§ Task details
Reproduce the text on child recruitment by violent-extremist groups word for word, between "The recruitment of" and "of violent-extremist groups.", inclusive.

§ Text block
--
The recruitment of these children can take several forms: kidnapping, forced enrollment, financial and material incentives or directly within schools under the control of violent-extremist groups.

Understanding what type of assistance should be provided to demobilized children and their community of origin is a highly complex effort. It is hard to identify appropriate care institutions for these underage children or to manage and approach those which have committed violent crimes (including murders) within these groups.

Through working groups and plenary sessions, this workshop allowed participants from Burkina Faso, Chad, Mali, Mauritania, Niger, and Senegal to bring their input and their specific views and experiences on these difficult topics. Experts from the security, justice and children welfare sectors have been able to share their expertise and their experience while also engaging members of MINUSMA, UNHCR, OHCHR, and UNICEF.

In order to address this phenomenon, participants underlined the need to increase coordination between the various services and actors and regarding the means to be taken to achieve greater coordination between all actors. They have also highlighted the importance of preventing further victimization of children during their contact with the judicial system.
--
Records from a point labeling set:
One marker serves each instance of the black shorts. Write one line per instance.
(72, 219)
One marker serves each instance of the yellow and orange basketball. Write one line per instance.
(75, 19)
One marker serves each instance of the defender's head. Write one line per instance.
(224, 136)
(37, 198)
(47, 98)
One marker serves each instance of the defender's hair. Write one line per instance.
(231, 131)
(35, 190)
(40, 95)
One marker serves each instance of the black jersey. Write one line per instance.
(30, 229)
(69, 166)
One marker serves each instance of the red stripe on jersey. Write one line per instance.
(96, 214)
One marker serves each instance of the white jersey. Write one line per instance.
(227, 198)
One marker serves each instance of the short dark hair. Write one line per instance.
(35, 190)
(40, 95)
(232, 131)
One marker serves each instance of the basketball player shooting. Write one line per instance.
--
§ Exercise solution
The recruitment of these children can take several forms: kidnapping, forced enrollment, financial and material incentives or directly within schools under the control of violent-extremist groups.